* EXTRACT PROVIDED:
◆ ◆ ◆ ◆ ◆

Never an easy communicator, and under mounting pressure as captain, Hutton handled the matter of Bedser's omission unsympathetically, and certainly not in a manner due to such a champion. At no time did he face him with it. It has to be said, too, that England's over-rate in the Test matches was awful. It was, I am afraid, a deliberate ploy, aimed at upsetting the Australians. The Test matches were of six days of five hours each (with an unspecific number of overs), rather than the five of six, which they have been ever since, and this also benefited England. But, that said, it was still a terrific achievement by England, and one that was very soon put into perspective when, after the last Test match, Australia went straight to the Caribbean and (where they had never been before) overwhelmed a star-studded West Indies side.
Statham was a beautiful bowler, as tireless as he was accurate, and, for those few weeks in Australia, Tyson, whose yorkers far outnumbered his bouncers, was fast enough for Sir Donald Bradman to say many years later that he was unquestionably the fastest he ever saw. Arthur Morris, who went in first for Australia in four of the five Test matches, told me that facing Statham after Tyson was like facing Trevor Bailey after Statham, and Bailey was on the fast side of medium. Bailey's input was, of course, considerable, not least in the planning, and, bowling as they were at the time, Johnny Wardle and Bob Appleyard made the best pair of slow bowlers England have ever sent to Australia. May was a glorious batsman, whose 102 in the second Test in Sydney was the pair of Cowdrey's Melbourne masterpiece, and Denis Compton was still good enough to average 57 in his 16 first-class innings on the tour. Godfrey Evans was a tremendous cricketer, fearless of the Australians and utterly irrepressible, even in the gloom that followed Brisbane. As a measure of England's bowling resources, Jim Laker, Tony Lock and Fred Trueman had all been left behind.
The team were away for nearly seven months, during which they played 28 matches - the last four of them in New Zealand and 21 of them first-class. The golfers in the party had every chance to get their handicaps down, and press conferences were few and far between. It was, as I need hardly tell you, the greatest fun.

◆ ◆ ◆ ◆ ◆

* EXTRACTED RECORDS:
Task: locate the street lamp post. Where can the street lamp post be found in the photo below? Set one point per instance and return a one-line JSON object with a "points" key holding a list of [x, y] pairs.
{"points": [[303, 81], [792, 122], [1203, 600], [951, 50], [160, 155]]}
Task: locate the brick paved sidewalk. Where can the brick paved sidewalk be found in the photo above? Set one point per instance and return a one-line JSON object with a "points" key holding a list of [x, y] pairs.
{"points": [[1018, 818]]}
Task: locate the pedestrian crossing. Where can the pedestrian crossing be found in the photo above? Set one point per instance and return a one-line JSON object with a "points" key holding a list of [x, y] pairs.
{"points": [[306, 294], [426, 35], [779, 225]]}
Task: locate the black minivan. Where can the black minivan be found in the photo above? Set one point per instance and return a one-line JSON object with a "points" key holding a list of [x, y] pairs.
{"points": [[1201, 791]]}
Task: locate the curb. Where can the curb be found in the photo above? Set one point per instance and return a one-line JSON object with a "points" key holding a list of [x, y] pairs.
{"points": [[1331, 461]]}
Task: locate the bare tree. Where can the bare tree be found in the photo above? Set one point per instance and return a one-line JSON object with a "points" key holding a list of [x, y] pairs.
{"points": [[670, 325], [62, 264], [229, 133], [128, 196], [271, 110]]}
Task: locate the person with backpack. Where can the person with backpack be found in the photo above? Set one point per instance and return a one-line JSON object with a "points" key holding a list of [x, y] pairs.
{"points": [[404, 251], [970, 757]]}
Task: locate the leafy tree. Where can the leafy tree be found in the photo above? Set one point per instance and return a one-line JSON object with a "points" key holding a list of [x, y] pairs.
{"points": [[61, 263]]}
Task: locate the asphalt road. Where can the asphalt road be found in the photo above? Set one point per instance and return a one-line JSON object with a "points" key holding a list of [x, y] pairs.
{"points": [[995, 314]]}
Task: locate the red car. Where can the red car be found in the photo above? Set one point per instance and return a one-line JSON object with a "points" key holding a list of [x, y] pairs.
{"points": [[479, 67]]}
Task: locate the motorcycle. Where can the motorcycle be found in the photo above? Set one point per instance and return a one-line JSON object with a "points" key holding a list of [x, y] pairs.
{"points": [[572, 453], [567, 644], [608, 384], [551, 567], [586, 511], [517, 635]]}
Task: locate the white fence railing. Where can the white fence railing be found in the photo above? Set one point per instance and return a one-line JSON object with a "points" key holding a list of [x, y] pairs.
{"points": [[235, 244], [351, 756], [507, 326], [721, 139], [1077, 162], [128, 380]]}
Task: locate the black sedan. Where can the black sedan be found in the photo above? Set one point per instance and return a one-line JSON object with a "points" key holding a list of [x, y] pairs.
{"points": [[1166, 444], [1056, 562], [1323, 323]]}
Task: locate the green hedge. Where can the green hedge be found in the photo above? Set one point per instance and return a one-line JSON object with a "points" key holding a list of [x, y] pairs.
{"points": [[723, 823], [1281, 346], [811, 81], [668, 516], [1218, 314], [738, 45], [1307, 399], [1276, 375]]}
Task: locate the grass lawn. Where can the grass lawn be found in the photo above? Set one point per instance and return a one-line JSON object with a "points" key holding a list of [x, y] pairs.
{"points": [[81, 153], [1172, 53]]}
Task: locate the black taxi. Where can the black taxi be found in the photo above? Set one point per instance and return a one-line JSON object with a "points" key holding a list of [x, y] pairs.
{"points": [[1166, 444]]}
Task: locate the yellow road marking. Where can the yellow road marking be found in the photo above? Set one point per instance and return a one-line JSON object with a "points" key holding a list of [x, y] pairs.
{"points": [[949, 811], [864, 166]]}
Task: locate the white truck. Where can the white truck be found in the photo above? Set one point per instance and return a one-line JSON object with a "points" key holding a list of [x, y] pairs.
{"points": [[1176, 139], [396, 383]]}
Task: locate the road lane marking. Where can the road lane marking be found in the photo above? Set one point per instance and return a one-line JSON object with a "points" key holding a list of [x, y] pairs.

◆ ◆ ◆ ◆ ◆

* GIVEN EXERCISE 1: Retype the part of the cricket tour passage starting at "The team were" and ending at "the greatest fun.".
* GIVEN EXERCISE 2: Can you summarize the cricket tour passage in two sentences?
The entries are separate material from the text above them.

* REPLY 1:
The team were away for nearly seven months, during which they played 28 matches - the last four of them in New Zealand and 21 of them first-class. The golfers in the party had every chance to get their handicaps down, and press conferences were few and far between. It was, as I need hardly tell you, the greatest fun.

* REPLY 2: Hutton handled Bedser's omission unsympathetically, and England deliberately kept a slow over-rate and benefited from six-day Tests, yet the win was still a terrific achievement. The side had fine bowlers in Statham, Tyson, Bailey, Wardle and Appleyard and strong batting from May and Compton, and it spent nearly seven months away playing 28 matches.